**YOUR ASSIGNMENT**
Please find every line in the entries below that contains the string "pole", and copy it.

START EXERCISE MATERIAL

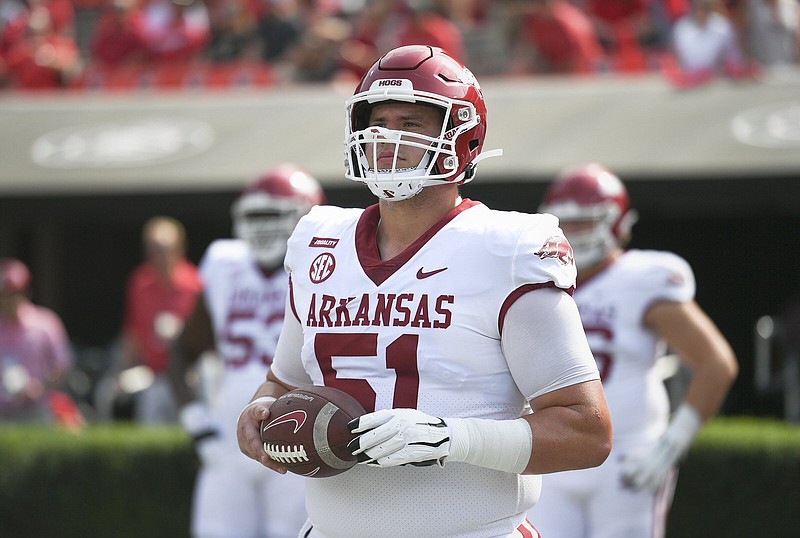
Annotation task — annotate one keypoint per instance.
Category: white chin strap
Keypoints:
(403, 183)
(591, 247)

END EXERCISE MATERIAL
START EXERCISE MATERIAL

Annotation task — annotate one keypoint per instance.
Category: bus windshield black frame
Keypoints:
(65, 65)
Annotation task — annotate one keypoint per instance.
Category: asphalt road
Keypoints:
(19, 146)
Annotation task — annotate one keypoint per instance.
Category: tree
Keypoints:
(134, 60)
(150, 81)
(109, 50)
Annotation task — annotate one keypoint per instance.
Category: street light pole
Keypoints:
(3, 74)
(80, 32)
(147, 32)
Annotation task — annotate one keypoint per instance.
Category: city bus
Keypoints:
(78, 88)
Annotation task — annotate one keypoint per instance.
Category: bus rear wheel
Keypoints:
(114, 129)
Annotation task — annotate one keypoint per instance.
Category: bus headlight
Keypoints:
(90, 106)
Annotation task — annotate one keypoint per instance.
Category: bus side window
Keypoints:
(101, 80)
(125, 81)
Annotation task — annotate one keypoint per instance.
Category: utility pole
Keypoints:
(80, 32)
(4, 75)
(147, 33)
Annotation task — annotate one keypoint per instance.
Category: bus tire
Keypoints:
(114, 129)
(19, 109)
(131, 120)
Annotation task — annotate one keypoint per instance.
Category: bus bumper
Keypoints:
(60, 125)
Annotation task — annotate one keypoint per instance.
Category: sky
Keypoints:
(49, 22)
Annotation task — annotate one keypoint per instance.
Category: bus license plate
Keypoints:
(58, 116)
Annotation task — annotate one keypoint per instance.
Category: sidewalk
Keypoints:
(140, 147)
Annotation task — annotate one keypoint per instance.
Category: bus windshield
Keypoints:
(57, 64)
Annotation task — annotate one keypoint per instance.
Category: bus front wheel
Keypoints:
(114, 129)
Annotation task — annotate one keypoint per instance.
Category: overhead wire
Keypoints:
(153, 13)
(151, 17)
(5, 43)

END EXERCISE MATERIAL

**ANSWER AREA**
Category: street light pole
Category: utility pole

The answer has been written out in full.